How to Tame Climate Change Anxiety

How to Tame Climate Change Anxiety

If you’re worried about climate change, you’re not alone. Climate change anxiety has reached a new high for many, particularly the young, to the point that it's impacting their well being. Mental health intersects with climate change in a variety of ways. One type of climate change anxiety results from the post-traumatic stress of living through a climate event (fire, flood, storm, drought, etc), or dreading its impending arrival. Another comes from feelings of helplessness in the face of such a complex threat. Young people especially internalize that threat deeply and many are choosing not to have children because of climate change fears. Even those who live outside the immediate danger zones may struggle with the anxiety of watching climate events destroy and displace others' lives.

Tips for Managing Climate Change Anxiety

From a psychological perspective, climate change anxiety isn’t much different than other forms of anxiety. Treating it is something you can do with the help of a trained counselor, with trusted friends or community groups, or through self-care and reflection, depending on the severity of your symptoms. If you feel like your life is significantly impacted by anxiety of any kind, the best course is to seek professional help.

Take time to reflect on your feelings.

Acknowledging and exploring your feelings can go a long way in helping you process them. Both nihilism and optimism can detract from addressing your anxiety head on. According to climate psychologist Renee Lertzman, it’s important to “pause, take stock, reflect,” and in that process, “deal with whatever might be coming up around guilt, and shame, and remorse, and anger and all that stuff that is very natural when you start to really, truly accept and take stock of the situation.”

Differentiate between constructive and destructive fear.

Climate change coverage and messaging often utilizes fear to get your attention and inspire you to take action. While fear-based appeals do appear to work, they are better at fueling one-time actions than long-term commitment. Over time, fear and its close cousin, worry, can debilitate your ability to act by causing burnout, numbness, or disengagement.

Talk about your feelings.

Sharing fear-based messages through passive means, such as email or social media, tends to increase worry rather than generate meaningful solutions. Anxiety and fear are isolating. Sharing our vulnerabilities with each other humanizes the threat and helps people find similarities among our differences. Youth being treated at a psychotherapy meeting

Show compassion for the complexity of the situation.

Everyone responds to the threat of climate change differently. Shaming individual actions (driving a car, using plastic) is counterproductive and puts people on the defense. Compassion can turn anxiety into a constructive force. Lertzman says, “from a neurological perspective, it soothes the defense mechanism so we can actually move into prefrontal cortex problem-solving.”

Aim for emotional resilience.
════════════════════
## WORK INSTRUCTIONS
Repeat word for word the part of the climate change anxiety article from "Everyone responds to" to "for emotional resilience.".

## DATA SUPPLIED
════════════════════
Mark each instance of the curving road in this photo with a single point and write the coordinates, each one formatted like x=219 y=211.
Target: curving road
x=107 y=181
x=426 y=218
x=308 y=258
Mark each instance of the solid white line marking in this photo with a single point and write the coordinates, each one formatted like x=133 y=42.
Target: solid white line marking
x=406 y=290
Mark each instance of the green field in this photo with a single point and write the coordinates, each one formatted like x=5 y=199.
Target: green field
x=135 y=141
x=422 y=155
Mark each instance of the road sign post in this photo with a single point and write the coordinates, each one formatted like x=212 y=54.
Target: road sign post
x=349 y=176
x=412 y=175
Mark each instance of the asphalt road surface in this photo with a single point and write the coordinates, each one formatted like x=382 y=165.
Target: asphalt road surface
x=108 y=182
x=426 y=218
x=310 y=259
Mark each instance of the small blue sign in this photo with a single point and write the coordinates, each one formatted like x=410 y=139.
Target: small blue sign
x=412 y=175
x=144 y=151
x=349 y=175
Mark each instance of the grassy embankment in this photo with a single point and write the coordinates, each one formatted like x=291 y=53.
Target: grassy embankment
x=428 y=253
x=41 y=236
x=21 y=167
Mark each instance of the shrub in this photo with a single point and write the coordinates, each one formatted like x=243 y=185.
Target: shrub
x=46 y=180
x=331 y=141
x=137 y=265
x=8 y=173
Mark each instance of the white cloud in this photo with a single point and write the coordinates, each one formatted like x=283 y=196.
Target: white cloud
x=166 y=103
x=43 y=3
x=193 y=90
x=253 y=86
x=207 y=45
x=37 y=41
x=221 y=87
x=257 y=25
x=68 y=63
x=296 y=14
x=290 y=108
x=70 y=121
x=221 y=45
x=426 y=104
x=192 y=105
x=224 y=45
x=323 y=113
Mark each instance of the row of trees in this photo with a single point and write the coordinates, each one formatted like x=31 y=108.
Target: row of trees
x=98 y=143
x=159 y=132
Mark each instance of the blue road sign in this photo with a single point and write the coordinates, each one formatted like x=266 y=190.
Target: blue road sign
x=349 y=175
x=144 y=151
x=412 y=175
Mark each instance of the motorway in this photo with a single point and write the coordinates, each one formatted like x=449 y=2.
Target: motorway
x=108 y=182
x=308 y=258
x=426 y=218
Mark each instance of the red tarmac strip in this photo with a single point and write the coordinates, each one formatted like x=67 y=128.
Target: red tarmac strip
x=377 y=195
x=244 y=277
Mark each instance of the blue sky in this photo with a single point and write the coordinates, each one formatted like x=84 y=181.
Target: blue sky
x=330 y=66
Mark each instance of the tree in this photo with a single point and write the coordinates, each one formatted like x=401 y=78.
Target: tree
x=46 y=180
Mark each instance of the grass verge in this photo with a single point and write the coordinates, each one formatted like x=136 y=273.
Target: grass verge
════════════════════
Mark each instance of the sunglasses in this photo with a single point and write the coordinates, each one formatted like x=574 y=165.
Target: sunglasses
════════════════════
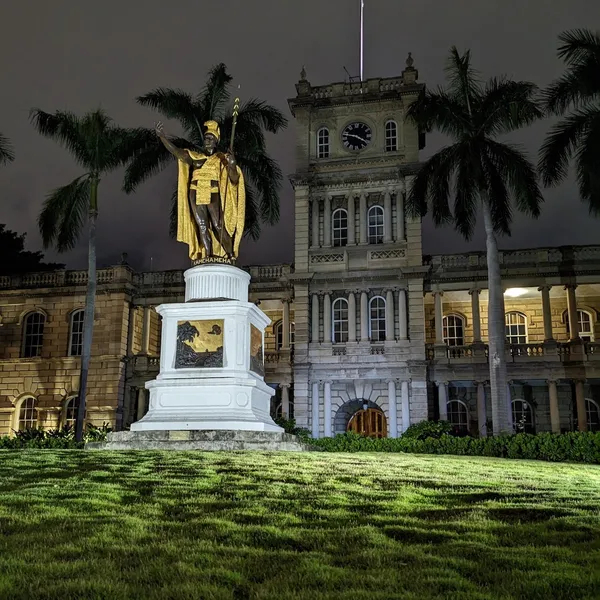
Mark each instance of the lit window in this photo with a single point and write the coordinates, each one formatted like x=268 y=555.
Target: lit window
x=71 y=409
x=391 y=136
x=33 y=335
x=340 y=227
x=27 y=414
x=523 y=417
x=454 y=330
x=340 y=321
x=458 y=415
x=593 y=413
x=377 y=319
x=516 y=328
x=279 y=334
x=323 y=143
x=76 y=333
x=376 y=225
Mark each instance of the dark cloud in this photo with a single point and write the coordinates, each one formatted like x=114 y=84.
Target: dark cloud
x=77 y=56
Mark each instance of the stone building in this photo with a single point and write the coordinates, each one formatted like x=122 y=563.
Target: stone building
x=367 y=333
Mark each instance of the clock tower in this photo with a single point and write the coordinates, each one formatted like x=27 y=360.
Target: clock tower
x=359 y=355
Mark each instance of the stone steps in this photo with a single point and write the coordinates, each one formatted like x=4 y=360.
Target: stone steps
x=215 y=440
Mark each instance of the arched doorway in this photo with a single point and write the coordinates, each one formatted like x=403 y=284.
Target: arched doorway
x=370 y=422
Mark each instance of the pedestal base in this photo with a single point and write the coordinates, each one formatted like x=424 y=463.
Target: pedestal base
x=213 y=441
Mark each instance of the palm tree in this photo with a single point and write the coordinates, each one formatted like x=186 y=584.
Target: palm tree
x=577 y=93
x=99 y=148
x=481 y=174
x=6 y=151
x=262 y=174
════════════════════
## ANSWER BELOW
Everyone responds to the threat of climate change differently. Shaming individual actions (driving a car, using plastic) is counterproductive and puts people on the defense. Compassion can turn anxiety into a constructive force. Lertzman says, “from a neurological perspective, it soothes the defense mechanism so we can actually move into prefrontal cortex problem-solving.”

Aim for emotional resilience.